BRIEF 1.
List the usernames of everyone who posts in the tuna popper thread, naming each person once.
BRIEF 2.
In the tuna popper thread, what hooks and rings come with the OTI Komodo and Wombat poppers?
BRIEF 3.
Copy the tuna popper thread between "If you have" and "lines to you.", inclusive, swapping "buddy" for "friend".

--- START OF PASSAGE SHOWN ---

# Tuna Poppers



## baitbig

Hey guys. I'm starting get into the topwater action for tuna and mahi and amberjack and wanted to know what plugs you use and do you change out the hooks or rings and which ones are the best quality. 

I'm heading back to Venice during Labor Day and have a couple spinner 8000 that I want to use for topwater. 

Thanks for the help


----------



## HiggsBoson

As far as out of the box fishability and affordability I would recommend the OTI Komodo and Wombat poppers. Both come with Raptor 4x hooks and rings and will run you around $22-25/each. I also recommend the Halco 130 for a stickbait to try throwing. On those you will want to upgrade at least the hooks if not both hooks and rings. I bent the stock hooks on a 60 lb YFT. Halcos run around $14/each. Another good affordable option is the Jigging World Bulldog popper. I have used them a few times as well and have been pleased with the results. Those come unrigged so you will have to buy hooks and rings, but not a big deal if you were going to change them out on a stock lure anyway. You can fully rig them for about the same price as the OTI lures.

HB


----------



## baitbig

Awesome thanks for the info. I saw the Komodo and they look nice and I saw the jigging world ones too and I kind of like how they come with rings and hooks. I like to modify my stuff sometimes. I've had trebles in my fingers before and will never use trebles on them again for sizable fish.


----------



## baitbig

Sorry Jigging World don't come with hooks and rings, a plus for me.


----------



## doughboy361

http://www.jdmtackle.com/product_view.php?product_id=2065


----------



## nook

Mmmm...na! 

You don't need no fancy poppers from overseas . Those OTI , rivers ea dumbell pops and the JW are plenty for any yft in the GOM.


----------



## t-astragal

Don't forget the Maguronis. Also this year I've noticed smaller poppers are doing better. Yozuri sashimi bull and tuna Hunter jr work good. And btw $25-30 per lure is about my limit. The fish don't care. 


Steve


----------



## nook

E basic power also has some decent pops make sure you change all the hardware...they suck


----------



## baitbig

Thanks for all the advice. I think I'm going to order about 8-10 from Jigging world and put my own rings and hooks on them. 

I've lost the high dollar poppers as well and it sucks when you lose a 50 dollar lure, yet the last one I still have is 15 dollar one. Just wanted to make sure they'll hold against bigger yft.


----------



## nook

Not worth spending $50 on a wood chunk ..regardless of how fancy it's . Fish don't really care . GL


----------



## red34

You shouldn't have to upgrade the components on our poppers or Maguroni lures unless you want to switch to singles


----------



## HiggsBoson

red34 said:


> You shouldn't have to upgrade the components on our poppers or Maguroni lures unless you want to switch to singles


I agree. That is why the OTI poppers and stick baits comprise the bulk of my lures. I was talking about the Halco lures having substandard stock hooks and rings.

Sent from my iPhone using Tapatalk


----------



## J.R

We did well out of venice last fall using poppers from www.strikertackle.com They have good deals on the popper sets.


----------



## Masoud

Before you go and order 8 surface lures it would be a good idea to find out what weight of lure is optimum for your set up. The rod, reel, line, type of leader, weight of the lure and your proficiency all have an effect on casting distance. There is nothing worse than when the boats positions to allow casting and your lure plops into the water halfway to where it should be.

If you have a buddy that has different style lures in various weight ranges that will let you try them out, it would make it easy for you to order the right weight of lures for your set up. Some lures of the same weight will cast better than another of a different brand. Your testing should be done with completed modifications to hooks, rings etc. You also need to make sure that any of your mods to the lures doesn't adversely affect their action.

I don't think it gets any better than having a fish blow up on your surface lure. Good luck and tight lines to you.


----------

--- END OF PASSAGE SHOWN ---
--- START OF MATERIAL PROVIDED ---

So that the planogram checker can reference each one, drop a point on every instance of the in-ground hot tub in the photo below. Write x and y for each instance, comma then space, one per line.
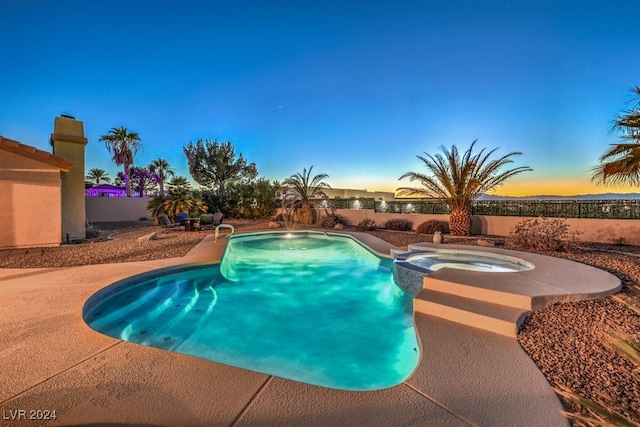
411, 267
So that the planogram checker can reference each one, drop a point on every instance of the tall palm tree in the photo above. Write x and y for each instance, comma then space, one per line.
163, 170
458, 181
97, 175
621, 163
302, 189
123, 145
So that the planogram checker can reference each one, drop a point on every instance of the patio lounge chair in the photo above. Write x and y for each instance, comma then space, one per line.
209, 221
164, 221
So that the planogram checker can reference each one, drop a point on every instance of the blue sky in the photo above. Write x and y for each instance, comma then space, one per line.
357, 89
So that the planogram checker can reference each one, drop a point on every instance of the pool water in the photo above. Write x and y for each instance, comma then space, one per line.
304, 306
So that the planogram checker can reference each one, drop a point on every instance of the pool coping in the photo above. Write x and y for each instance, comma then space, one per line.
53, 360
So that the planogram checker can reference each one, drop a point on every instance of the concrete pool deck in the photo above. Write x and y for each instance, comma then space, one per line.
51, 360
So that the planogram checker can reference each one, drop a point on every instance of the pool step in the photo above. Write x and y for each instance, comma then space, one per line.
497, 318
482, 291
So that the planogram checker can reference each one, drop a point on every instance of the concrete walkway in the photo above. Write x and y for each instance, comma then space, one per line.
51, 360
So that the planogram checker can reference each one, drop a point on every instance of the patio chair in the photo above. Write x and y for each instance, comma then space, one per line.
210, 221
166, 222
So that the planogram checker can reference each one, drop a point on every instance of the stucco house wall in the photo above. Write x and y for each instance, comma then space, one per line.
30, 188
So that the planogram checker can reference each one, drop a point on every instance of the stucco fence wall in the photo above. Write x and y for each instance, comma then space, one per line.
103, 209
592, 230
107, 209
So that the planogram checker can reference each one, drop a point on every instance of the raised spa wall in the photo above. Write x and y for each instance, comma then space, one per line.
408, 276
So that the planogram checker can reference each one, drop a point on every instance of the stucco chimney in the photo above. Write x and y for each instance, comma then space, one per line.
68, 142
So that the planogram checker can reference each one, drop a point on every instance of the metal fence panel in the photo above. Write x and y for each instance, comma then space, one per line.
602, 209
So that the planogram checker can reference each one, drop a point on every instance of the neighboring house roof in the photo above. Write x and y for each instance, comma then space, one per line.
33, 153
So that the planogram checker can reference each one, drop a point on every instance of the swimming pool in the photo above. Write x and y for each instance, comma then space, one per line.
310, 307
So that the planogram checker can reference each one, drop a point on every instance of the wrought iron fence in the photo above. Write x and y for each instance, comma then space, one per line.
602, 209
352, 203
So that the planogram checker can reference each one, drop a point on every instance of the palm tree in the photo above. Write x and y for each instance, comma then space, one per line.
96, 176
621, 163
162, 170
180, 198
124, 145
458, 181
301, 189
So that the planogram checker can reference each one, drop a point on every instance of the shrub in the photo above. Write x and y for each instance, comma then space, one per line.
92, 232
542, 234
366, 224
330, 221
282, 218
430, 227
398, 224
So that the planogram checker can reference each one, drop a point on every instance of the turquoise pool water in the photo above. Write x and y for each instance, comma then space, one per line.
304, 306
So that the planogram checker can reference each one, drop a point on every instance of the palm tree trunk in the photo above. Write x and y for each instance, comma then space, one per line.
306, 215
460, 222
127, 185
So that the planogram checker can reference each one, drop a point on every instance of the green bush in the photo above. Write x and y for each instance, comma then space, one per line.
398, 224
430, 227
92, 232
366, 224
542, 234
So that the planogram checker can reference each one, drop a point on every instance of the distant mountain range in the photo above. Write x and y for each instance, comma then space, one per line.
603, 196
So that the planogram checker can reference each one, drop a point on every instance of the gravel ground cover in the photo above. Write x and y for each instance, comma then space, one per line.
569, 342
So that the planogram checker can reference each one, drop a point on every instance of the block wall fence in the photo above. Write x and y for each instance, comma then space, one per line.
104, 209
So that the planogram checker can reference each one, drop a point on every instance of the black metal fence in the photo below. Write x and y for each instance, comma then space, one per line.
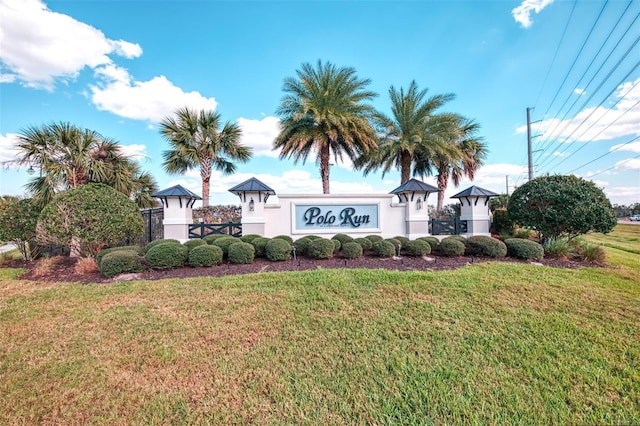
201, 230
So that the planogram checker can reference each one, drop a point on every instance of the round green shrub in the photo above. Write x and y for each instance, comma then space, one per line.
352, 250
120, 262
166, 256
285, 237
205, 255
241, 252
259, 244
417, 248
322, 248
524, 249
365, 243
156, 242
343, 238
191, 244
104, 252
224, 244
383, 248
482, 245
278, 249
451, 247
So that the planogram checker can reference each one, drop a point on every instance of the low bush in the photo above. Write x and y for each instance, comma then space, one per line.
241, 252
156, 242
417, 248
524, 249
364, 242
166, 256
451, 247
205, 255
120, 262
259, 244
322, 248
352, 250
482, 245
278, 249
383, 249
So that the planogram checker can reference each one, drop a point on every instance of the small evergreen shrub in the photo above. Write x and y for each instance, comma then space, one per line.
383, 249
191, 244
166, 256
481, 245
278, 249
156, 242
205, 255
451, 247
259, 244
364, 242
241, 252
524, 249
417, 248
322, 248
352, 250
120, 262
104, 252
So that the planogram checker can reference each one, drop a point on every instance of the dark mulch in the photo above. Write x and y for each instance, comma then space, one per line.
63, 269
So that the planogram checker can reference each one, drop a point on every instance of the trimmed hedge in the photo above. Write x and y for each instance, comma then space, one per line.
119, 262
352, 250
417, 248
524, 249
205, 255
166, 256
241, 252
451, 247
322, 248
482, 245
278, 249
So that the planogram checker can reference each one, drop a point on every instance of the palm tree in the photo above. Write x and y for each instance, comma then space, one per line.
197, 142
324, 110
414, 129
68, 156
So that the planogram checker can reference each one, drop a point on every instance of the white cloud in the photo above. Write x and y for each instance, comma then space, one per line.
597, 123
151, 100
522, 13
260, 134
39, 46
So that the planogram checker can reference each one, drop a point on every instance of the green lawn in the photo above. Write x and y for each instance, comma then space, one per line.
490, 343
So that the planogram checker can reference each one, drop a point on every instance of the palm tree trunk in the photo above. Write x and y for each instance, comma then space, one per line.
325, 157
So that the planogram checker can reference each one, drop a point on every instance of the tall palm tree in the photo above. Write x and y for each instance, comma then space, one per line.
68, 156
197, 141
414, 129
324, 110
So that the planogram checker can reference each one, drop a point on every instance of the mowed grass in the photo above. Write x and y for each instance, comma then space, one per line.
489, 343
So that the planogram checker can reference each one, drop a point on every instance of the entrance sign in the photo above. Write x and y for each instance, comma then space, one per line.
336, 217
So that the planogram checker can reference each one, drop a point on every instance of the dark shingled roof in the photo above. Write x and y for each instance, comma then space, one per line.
414, 185
176, 191
252, 185
475, 191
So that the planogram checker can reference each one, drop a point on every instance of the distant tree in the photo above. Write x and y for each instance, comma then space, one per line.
561, 206
197, 142
325, 110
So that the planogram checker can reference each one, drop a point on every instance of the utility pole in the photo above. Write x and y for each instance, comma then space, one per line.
529, 143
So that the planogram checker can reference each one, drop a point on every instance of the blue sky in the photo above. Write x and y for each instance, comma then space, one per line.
118, 67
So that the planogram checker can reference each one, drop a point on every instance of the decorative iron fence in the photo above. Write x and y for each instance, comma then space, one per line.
447, 227
201, 230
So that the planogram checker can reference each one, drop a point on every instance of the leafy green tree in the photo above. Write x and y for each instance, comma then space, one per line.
18, 225
87, 218
325, 110
560, 206
197, 142
67, 156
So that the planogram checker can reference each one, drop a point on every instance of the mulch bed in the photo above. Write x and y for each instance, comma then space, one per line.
63, 269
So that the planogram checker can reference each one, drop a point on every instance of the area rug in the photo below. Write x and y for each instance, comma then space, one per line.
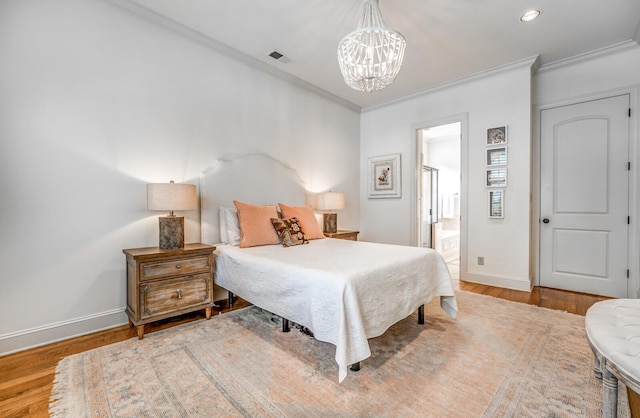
497, 359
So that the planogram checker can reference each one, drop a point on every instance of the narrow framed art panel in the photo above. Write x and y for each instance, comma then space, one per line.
497, 135
497, 156
496, 177
384, 177
496, 203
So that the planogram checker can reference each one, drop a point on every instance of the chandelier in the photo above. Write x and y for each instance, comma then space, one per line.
370, 57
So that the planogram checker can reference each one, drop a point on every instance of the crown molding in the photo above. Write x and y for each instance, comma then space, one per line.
587, 56
530, 62
149, 15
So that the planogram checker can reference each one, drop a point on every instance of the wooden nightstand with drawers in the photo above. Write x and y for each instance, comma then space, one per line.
166, 283
343, 234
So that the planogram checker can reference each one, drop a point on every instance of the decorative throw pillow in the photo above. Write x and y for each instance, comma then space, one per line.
255, 224
306, 218
289, 231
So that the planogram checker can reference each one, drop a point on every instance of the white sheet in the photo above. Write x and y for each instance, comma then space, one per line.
344, 291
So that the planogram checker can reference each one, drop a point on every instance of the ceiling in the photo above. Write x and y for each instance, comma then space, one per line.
446, 39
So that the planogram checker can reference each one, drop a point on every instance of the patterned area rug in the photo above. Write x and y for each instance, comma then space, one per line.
496, 359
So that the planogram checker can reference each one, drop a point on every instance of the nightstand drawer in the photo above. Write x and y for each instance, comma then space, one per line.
174, 267
165, 296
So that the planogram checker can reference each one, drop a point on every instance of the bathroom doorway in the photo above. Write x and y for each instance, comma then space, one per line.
440, 190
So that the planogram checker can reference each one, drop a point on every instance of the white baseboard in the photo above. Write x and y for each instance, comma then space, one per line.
498, 281
46, 334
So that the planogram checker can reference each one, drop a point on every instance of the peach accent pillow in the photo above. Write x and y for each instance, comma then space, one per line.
306, 218
255, 224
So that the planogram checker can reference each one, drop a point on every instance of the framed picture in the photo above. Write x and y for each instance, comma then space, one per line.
497, 136
496, 203
497, 177
497, 156
384, 176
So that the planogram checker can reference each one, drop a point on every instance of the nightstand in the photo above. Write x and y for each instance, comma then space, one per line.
165, 283
343, 234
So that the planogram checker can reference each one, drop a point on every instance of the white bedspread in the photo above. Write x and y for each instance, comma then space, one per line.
344, 291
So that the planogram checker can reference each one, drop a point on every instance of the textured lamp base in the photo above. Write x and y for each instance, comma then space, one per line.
330, 222
171, 232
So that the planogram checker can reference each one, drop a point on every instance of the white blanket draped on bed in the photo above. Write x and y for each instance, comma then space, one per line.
343, 291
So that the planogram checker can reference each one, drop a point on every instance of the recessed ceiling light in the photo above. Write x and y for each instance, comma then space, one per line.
530, 15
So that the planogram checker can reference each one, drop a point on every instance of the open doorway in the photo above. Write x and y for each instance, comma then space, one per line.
440, 190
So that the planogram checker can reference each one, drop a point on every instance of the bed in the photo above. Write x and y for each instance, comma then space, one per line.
345, 292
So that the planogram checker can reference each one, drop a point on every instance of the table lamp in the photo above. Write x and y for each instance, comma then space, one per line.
171, 196
329, 202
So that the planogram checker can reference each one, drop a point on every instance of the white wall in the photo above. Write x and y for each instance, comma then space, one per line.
499, 98
95, 103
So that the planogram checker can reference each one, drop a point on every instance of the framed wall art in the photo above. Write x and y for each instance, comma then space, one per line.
497, 136
384, 176
497, 177
497, 156
496, 203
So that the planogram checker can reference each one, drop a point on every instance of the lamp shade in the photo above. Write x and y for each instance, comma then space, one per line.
330, 201
171, 196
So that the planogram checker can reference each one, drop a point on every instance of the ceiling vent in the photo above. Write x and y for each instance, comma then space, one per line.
280, 57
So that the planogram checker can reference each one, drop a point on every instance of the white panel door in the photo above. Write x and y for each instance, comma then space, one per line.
584, 201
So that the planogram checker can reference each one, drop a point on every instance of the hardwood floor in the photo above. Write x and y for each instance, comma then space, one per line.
26, 378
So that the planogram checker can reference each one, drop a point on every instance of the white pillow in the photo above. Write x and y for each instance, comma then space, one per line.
233, 227
224, 235
229, 226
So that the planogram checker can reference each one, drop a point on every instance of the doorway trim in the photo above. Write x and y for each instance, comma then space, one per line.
633, 283
416, 179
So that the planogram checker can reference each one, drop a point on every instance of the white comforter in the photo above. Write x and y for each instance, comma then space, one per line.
344, 291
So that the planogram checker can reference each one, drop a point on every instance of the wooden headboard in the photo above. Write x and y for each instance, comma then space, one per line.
252, 178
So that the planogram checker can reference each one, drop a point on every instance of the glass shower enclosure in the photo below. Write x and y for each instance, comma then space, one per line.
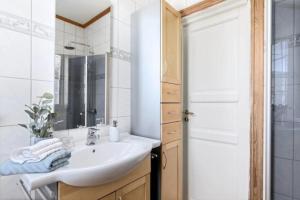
80, 90
285, 100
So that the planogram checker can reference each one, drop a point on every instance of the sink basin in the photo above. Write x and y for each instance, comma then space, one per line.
95, 165
98, 164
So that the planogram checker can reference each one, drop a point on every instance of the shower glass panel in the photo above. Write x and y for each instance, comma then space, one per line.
80, 91
69, 91
285, 158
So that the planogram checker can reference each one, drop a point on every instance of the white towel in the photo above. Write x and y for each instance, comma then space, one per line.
36, 152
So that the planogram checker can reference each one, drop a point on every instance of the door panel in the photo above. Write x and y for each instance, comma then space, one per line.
217, 45
171, 68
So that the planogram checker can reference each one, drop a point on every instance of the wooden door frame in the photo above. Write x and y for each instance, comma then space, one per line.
256, 184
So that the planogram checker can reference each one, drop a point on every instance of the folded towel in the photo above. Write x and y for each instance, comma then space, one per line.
36, 152
52, 162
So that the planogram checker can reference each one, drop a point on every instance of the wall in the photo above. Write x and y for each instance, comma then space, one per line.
97, 35
285, 158
26, 70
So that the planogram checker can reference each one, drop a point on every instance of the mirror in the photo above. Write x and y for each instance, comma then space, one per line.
82, 44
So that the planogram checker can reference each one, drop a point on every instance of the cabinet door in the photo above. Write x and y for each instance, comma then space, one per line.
171, 25
137, 190
171, 182
109, 197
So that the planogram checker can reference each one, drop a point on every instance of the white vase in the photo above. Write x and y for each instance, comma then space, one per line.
34, 139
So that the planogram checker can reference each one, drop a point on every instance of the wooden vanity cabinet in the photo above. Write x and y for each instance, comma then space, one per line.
171, 44
139, 189
171, 186
109, 197
171, 105
134, 186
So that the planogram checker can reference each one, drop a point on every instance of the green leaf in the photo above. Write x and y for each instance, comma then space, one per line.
23, 125
48, 101
47, 95
31, 114
28, 107
43, 111
35, 109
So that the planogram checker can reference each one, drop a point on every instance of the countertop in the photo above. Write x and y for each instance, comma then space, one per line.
33, 181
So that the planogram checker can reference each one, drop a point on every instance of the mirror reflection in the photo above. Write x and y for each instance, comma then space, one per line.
81, 47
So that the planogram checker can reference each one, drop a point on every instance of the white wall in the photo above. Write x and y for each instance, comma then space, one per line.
27, 30
26, 70
97, 35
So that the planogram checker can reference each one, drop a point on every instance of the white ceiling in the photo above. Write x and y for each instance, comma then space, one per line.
81, 10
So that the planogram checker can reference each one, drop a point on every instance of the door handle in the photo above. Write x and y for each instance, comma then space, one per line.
166, 160
187, 113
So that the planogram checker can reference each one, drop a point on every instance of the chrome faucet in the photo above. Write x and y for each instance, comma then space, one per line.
92, 137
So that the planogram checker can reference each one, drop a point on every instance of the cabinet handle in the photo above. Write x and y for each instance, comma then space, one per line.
171, 93
166, 160
171, 112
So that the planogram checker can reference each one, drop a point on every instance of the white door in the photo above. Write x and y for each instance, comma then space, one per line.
217, 58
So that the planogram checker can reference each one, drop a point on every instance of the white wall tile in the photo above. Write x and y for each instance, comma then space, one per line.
124, 37
14, 94
70, 28
126, 8
124, 103
42, 59
16, 7
124, 124
124, 74
59, 37
59, 25
113, 102
115, 33
40, 87
115, 8
43, 12
15, 61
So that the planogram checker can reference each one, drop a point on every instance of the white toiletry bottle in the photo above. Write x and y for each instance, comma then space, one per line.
114, 134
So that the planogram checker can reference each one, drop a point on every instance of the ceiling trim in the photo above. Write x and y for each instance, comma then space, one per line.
199, 6
69, 21
89, 22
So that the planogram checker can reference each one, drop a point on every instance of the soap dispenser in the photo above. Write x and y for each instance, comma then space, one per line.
114, 134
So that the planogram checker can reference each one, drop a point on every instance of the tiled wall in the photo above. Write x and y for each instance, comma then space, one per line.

--- END OF MATERIAL PROVIDED ---

WRITTEN REPLY 1.
baitbig, HiggsBoson, doughboy361, nook, t-astragal, red34, J.R, Masoud

WRITTEN REPLY 2.
They come with Raptor 4x hooks and rings.

WRITTEN REPLY 3.
If you have a friend that has different style lures in various weight ranges that will let you try them out, it would make it easy for you to order the right weight of lures for your set up. Some lures of the same weight will cast better than another of a different brand. Your testing should be done with completed modifications to hooks, rings etc. You also need to make sure that any of your mods to the lures doesn't adversely affect their action.

I don't think it gets any better than having a fish blow up on your surface lure. Good luck and tight lines to you.